#### INPUT FOR THIS TASK ####

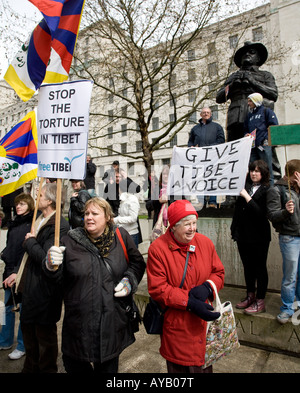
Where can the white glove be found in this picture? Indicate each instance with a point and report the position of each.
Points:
(123, 288)
(55, 256)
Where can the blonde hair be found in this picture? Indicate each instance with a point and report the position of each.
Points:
(102, 204)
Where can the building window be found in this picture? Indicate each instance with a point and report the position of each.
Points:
(111, 115)
(131, 168)
(110, 98)
(191, 54)
(211, 48)
(191, 75)
(124, 129)
(173, 100)
(233, 41)
(213, 69)
(138, 145)
(257, 34)
(124, 111)
(173, 80)
(123, 148)
(173, 141)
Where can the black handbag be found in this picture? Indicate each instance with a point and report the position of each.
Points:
(153, 318)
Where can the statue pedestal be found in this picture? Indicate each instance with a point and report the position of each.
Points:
(218, 230)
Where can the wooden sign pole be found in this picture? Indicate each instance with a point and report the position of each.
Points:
(58, 212)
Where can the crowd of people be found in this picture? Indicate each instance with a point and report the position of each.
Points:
(97, 267)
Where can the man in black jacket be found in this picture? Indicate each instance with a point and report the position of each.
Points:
(206, 133)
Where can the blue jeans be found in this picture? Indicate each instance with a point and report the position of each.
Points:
(290, 286)
(8, 330)
(265, 155)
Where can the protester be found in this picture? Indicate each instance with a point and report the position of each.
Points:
(206, 133)
(89, 180)
(12, 256)
(98, 288)
(284, 212)
(184, 330)
(109, 175)
(111, 190)
(128, 212)
(41, 299)
(77, 202)
(159, 198)
(250, 228)
(256, 124)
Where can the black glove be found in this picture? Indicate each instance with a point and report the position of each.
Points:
(202, 292)
(202, 309)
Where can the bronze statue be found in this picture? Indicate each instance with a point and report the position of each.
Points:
(249, 79)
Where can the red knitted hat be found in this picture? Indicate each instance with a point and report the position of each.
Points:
(179, 209)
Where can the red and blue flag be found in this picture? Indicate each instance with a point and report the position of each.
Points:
(48, 54)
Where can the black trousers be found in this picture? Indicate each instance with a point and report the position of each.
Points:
(73, 366)
(254, 258)
(41, 348)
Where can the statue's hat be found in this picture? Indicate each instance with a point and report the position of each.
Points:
(261, 49)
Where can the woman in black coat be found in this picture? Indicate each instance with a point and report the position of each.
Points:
(98, 286)
(250, 228)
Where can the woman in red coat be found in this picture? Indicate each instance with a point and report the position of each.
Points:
(183, 339)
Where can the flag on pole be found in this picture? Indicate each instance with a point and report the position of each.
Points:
(51, 10)
(47, 55)
(18, 155)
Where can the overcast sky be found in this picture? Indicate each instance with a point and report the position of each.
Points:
(22, 21)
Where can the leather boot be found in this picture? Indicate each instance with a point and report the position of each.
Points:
(256, 307)
(247, 301)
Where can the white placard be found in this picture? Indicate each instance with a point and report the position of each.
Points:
(63, 125)
(210, 170)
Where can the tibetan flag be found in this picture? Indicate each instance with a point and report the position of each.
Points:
(47, 55)
(51, 10)
(18, 155)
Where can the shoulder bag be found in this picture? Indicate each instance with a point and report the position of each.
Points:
(153, 318)
(221, 335)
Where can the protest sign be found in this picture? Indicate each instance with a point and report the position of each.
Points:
(63, 125)
(210, 170)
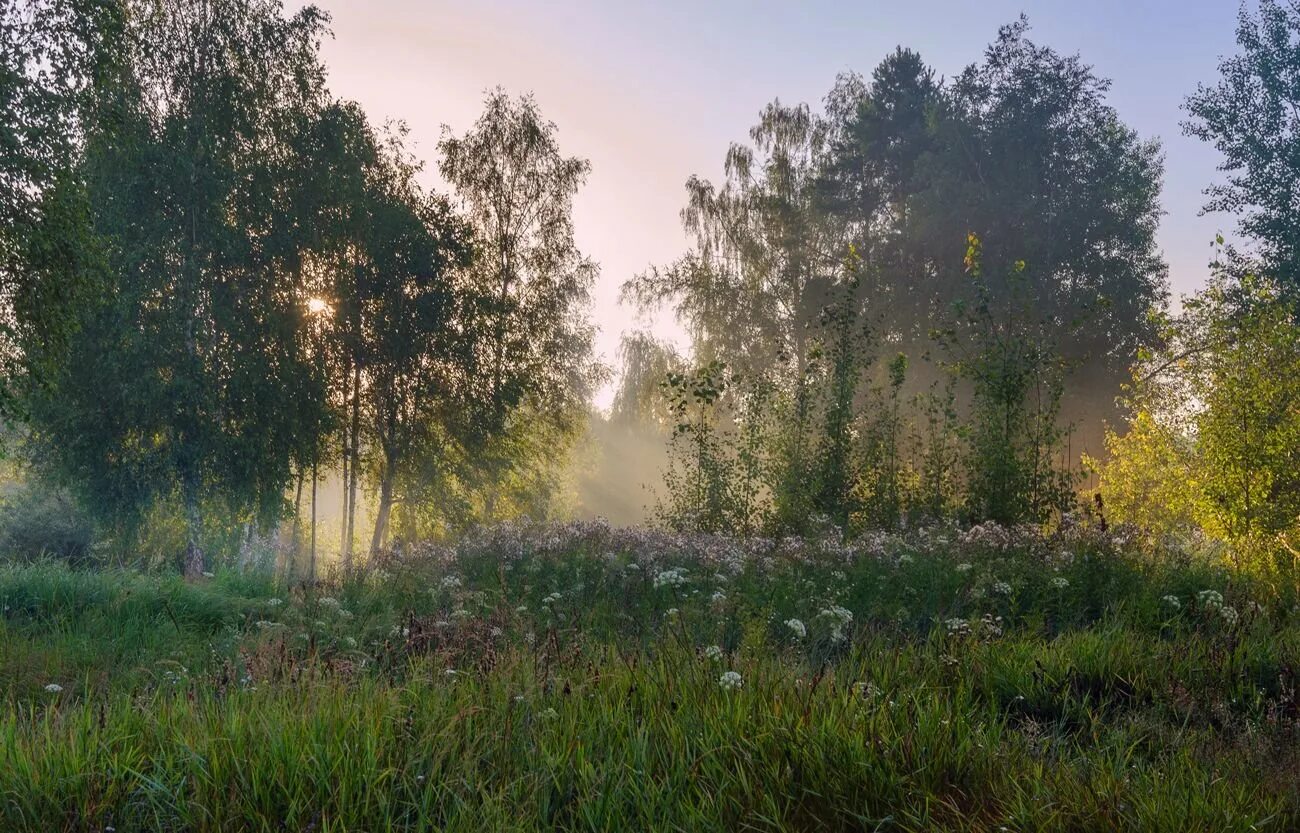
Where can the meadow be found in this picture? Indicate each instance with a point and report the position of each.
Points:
(579, 677)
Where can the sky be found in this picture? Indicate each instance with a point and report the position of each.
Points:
(653, 91)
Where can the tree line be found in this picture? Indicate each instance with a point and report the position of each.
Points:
(917, 302)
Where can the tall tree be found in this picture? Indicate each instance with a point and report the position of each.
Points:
(518, 190)
(420, 385)
(51, 55)
(1252, 116)
(183, 376)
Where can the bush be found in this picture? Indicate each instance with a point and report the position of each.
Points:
(40, 521)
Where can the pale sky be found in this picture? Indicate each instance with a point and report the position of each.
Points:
(654, 91)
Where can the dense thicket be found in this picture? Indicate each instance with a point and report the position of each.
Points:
(833, 269)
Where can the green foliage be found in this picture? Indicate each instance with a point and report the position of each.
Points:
(1251, 117)
(1217, 424)
(713, 478)
(180, 380)
(40, 521)
(1013, 434)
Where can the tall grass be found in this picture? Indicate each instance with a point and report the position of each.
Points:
(585, 680)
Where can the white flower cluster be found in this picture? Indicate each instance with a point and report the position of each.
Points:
(1210, 599)
(674, 577)
(839, 619)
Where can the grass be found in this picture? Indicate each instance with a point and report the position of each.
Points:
(568, 679)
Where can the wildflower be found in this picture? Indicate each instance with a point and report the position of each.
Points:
(1210, 598)
(674, 577)
(840, 619)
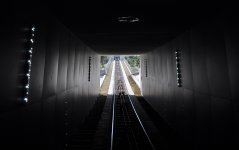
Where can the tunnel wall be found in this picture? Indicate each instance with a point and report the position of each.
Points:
(204, 111)
(60, 94)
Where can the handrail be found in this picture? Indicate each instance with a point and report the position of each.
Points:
(113, 118)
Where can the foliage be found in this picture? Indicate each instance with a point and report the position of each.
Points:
(103, 61)
(134, 61)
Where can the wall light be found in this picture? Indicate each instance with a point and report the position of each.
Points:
(178, 69)
(29, 62)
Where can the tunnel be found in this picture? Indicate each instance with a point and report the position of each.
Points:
(50, 57)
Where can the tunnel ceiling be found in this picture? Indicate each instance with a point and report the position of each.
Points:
(97, 25)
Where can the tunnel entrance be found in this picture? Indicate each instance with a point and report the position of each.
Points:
(131, 64)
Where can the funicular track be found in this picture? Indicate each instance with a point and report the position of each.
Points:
(127, 129)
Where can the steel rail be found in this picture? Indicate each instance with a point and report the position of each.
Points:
(140, 122)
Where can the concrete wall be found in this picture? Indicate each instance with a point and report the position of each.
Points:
(204, 111)
(60, 93)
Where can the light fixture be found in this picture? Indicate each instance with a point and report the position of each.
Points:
(130, 19)
(29, 62)
(178, 69)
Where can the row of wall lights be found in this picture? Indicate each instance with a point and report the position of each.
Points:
(178, 69)
(29, 63)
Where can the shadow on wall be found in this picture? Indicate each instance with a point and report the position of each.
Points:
(204, 111)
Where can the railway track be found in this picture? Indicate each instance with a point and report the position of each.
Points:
(127, 130)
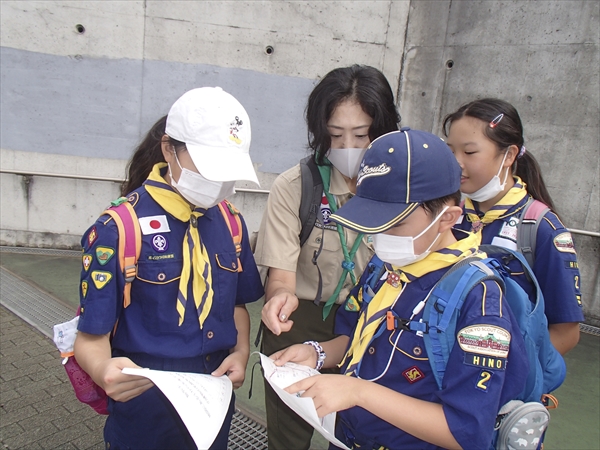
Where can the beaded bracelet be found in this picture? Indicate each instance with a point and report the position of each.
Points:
(320, 353)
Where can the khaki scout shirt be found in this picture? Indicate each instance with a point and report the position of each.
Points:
(278, 243)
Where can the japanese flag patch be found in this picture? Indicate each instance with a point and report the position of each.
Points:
(154, 224)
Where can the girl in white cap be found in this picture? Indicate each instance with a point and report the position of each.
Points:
(187, 302)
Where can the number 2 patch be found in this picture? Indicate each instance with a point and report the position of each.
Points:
(484, 380)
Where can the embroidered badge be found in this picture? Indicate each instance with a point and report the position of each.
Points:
(571, 264)
(490, 362)
(160, 244)
(351, 304)
(86, 259)
(368, 171)
(393, 279)
(483, 380)
(564, 243)
(234, 129)
(101, 279)
(486, 340)
(154, 224)
(92, 236)
(509, 229)
(476, 226)
(133, 198)
(413, 374)
(104, 254)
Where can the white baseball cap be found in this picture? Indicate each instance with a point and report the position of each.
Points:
(216, 131)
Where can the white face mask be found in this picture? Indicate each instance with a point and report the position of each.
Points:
(198, 190)
(492, 188)
(346, 160)
(399, 251)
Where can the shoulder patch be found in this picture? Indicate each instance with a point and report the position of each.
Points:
(564, 243)
(92, 236)
(154, 224)
(104, 254)
(101, 278)
(86, 260)
(133, 198)
(483, 339)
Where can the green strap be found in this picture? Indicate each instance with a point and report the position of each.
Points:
(348, 263)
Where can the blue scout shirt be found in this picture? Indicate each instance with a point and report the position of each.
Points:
(149, 325)
(472, 391)
(555, 266)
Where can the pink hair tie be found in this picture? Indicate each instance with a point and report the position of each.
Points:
(496, 120)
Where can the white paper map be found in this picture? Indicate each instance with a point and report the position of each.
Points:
(201, 400)
(281, 377)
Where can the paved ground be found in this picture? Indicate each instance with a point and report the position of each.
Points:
(38, 409)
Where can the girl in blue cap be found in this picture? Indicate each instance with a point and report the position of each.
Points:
(187, 311)
(387, 396)
(499, 178)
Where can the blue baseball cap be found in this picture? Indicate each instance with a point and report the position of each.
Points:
(399, 171)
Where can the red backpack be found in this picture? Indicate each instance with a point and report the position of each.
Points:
(130, 245)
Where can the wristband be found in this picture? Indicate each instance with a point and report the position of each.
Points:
(320, 353)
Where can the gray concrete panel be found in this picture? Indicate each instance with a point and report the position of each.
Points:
(71, 106)
(102, 107)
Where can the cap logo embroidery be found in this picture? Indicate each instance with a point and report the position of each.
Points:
(234, 128)
(367, 171)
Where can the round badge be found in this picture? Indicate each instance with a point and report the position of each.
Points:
(159, 242)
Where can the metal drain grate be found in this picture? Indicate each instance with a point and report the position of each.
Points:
(246, 434)
(35, 307)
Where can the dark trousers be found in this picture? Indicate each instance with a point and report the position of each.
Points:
(286, 430)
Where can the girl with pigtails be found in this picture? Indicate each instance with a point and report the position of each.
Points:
(499, 179)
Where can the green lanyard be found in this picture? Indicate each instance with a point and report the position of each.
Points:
(348, 263)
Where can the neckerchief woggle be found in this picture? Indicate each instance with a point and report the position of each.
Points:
(348, 263)
(370, 319)
(514, 195)
(196, 263)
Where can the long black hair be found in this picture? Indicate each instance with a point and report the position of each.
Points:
(364, 84)
(146, 154)
(508, 131)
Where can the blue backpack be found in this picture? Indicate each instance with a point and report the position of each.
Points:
(514, 424)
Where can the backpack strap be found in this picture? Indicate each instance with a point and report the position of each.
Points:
(529, 221)
(443, 308)
(130, 241)
(234, 224)
(310, 201)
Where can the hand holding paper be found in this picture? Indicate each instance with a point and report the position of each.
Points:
(201, 400)
(281, 377)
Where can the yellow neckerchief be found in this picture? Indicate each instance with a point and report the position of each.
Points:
(514, 195)
(195, 257)
(370, 319)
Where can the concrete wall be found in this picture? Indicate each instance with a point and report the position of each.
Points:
(76, 102)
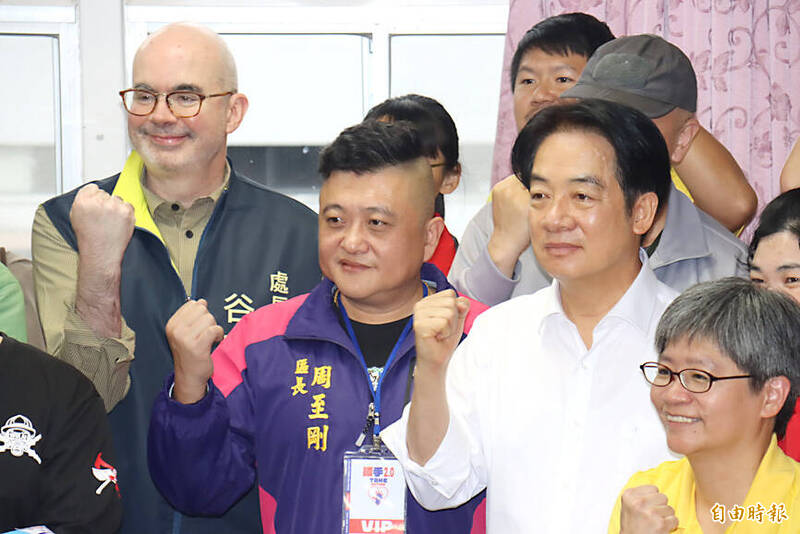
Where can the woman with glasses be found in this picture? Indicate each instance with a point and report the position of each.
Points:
(724, 387)
(439, 138)
(774, 262)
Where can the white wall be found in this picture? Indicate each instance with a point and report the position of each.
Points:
(392, 47)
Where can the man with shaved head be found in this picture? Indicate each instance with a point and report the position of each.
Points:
(299, 384)
(116, 258)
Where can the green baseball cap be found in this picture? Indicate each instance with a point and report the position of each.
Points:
(644, 72)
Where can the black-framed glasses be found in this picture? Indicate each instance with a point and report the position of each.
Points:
(694, 380)
(182, 104)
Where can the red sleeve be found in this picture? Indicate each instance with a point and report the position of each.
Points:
(266, 322)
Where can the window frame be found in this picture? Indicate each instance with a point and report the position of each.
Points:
(60, 22)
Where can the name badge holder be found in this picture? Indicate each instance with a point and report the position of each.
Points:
(374, 493)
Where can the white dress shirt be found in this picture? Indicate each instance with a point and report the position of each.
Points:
(553, 430)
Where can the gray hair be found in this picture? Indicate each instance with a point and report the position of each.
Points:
(757, 328)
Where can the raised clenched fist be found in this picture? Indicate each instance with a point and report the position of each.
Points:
(646, 511)
(510, 236)
(191, 332)
(438, 325)
(103, 224)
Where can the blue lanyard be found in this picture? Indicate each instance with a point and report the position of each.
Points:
(376, 393)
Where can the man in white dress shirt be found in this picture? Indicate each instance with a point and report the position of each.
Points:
(544, 403)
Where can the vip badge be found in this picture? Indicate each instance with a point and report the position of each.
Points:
(105, 473)
(18, 437)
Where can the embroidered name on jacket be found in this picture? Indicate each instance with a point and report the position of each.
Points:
(18, 437)
(317, 435)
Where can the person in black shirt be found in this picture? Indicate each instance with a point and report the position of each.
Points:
(56, 456)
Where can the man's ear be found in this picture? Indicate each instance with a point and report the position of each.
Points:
(644, 212)
(451, 180)
(433, 230)
(684, 139)
(237, 107)
(775, 391)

####

**WORK INSTRUCTION:** The answer should be a single number: the count of lines in the records that hold the string "scout".

**WRITTEN SOLUTION:** 2